# The input

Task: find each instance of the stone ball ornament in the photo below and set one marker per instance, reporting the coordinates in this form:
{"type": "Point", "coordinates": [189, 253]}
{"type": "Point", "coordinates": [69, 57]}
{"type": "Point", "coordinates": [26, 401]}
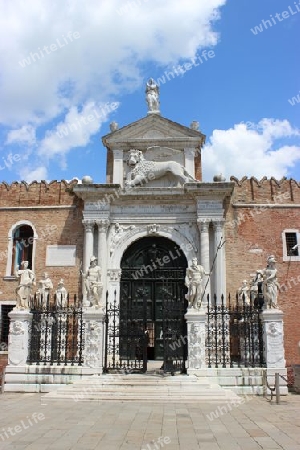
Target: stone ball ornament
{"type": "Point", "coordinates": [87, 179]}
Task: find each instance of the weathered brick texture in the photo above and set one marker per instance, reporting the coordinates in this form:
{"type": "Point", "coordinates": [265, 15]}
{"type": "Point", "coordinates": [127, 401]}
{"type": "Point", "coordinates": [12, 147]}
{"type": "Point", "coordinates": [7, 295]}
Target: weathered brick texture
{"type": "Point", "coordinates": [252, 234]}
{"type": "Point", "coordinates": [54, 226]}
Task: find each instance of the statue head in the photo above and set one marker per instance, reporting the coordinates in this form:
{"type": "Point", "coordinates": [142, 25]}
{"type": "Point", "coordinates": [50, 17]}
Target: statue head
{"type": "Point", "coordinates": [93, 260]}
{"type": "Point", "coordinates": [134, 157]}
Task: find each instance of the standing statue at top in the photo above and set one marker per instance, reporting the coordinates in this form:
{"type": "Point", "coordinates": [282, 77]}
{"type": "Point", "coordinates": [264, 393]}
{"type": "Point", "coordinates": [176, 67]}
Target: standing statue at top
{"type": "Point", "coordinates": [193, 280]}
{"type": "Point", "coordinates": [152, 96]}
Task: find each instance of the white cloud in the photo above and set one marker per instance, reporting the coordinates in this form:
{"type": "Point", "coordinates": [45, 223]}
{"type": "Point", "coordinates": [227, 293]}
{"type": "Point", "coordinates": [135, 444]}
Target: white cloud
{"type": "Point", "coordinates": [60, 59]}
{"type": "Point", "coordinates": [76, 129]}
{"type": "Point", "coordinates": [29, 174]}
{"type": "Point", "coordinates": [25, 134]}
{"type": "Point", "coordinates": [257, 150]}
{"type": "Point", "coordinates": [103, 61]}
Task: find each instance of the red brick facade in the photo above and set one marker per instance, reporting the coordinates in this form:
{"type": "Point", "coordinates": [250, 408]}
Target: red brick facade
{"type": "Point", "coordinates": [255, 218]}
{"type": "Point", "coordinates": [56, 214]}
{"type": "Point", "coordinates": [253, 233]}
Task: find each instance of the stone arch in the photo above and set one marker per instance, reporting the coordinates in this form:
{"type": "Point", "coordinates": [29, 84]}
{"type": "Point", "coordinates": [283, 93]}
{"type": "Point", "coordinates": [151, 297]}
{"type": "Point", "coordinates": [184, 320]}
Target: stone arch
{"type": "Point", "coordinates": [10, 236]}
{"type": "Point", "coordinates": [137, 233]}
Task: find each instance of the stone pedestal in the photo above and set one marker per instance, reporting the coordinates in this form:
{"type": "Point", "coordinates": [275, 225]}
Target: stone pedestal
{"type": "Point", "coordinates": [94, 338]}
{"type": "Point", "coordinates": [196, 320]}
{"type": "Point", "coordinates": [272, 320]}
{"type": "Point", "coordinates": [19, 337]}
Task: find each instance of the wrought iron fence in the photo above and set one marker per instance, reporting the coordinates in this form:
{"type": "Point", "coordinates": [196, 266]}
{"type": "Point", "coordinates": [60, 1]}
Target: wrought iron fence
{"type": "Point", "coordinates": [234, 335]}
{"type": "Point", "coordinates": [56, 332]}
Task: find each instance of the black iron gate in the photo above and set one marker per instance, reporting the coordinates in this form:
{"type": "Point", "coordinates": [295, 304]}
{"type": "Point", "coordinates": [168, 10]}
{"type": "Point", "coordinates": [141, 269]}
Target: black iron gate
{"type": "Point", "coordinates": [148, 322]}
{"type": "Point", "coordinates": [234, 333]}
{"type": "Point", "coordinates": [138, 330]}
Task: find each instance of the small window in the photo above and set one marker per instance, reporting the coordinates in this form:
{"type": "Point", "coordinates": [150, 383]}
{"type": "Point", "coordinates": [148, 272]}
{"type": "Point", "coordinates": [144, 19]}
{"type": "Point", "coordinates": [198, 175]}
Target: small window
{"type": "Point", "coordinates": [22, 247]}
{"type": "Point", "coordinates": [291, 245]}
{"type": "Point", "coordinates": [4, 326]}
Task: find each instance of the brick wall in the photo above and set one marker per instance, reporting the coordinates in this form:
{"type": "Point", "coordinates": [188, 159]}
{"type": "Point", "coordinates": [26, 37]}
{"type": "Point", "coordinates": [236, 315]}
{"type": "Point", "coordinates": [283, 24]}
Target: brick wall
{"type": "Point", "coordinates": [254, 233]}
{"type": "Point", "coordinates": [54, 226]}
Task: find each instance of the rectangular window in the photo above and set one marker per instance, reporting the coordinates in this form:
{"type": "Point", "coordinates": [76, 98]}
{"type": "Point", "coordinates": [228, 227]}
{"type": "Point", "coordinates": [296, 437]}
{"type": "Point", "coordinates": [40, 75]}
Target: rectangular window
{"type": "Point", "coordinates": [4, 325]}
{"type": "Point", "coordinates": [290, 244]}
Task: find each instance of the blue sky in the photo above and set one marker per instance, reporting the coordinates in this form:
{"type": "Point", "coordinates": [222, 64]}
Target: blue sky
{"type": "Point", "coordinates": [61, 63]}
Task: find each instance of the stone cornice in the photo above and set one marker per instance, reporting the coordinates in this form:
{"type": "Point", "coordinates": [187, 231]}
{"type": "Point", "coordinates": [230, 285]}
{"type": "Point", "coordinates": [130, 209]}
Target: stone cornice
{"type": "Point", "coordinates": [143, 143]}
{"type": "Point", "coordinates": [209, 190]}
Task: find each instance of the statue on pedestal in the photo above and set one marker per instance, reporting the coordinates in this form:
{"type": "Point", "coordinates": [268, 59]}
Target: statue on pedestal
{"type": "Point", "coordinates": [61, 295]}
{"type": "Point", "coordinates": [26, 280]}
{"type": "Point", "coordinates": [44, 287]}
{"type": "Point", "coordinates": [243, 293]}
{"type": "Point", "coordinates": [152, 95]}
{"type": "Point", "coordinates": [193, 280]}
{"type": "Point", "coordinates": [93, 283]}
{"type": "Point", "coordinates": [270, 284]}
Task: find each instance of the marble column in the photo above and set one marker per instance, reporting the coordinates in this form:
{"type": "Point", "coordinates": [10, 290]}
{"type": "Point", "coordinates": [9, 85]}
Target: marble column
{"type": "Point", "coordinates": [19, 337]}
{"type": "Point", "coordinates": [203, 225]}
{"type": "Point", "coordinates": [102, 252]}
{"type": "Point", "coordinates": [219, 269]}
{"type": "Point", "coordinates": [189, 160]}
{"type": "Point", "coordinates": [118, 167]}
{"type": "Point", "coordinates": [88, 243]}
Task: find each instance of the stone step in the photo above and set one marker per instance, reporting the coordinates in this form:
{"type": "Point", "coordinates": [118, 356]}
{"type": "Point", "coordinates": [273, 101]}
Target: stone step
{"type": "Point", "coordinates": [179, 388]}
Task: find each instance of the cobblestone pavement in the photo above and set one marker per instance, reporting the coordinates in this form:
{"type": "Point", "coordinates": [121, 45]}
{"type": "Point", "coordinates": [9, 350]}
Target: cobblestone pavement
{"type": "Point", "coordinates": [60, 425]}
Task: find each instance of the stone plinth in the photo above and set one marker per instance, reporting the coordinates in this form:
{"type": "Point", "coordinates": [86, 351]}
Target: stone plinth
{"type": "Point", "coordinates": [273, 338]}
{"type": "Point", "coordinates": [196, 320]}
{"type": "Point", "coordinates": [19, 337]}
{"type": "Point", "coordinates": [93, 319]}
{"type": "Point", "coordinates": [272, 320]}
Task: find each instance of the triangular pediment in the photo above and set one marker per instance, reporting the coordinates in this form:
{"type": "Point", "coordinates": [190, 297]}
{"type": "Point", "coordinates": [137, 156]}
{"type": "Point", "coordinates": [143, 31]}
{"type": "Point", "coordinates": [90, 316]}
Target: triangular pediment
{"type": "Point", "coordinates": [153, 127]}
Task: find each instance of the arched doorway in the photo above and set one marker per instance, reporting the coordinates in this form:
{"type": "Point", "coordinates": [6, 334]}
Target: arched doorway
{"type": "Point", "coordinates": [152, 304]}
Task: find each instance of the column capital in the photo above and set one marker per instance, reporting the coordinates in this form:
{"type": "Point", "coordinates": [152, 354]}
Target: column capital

# Work required
Reproduce the data word for word, everything from the line containing "Task: find each instance of the marble" down to the line containing "Target: marble column", with both of those lines included.

# Final result
Task: find each instance of the marble column in the photo above and set one marker per instance, reporting the coordinates in this form:
{"type": "Point", "coordinates": [10, 290]}
{"type": "Point", "coordinates": [9, 85]}
Target: marble column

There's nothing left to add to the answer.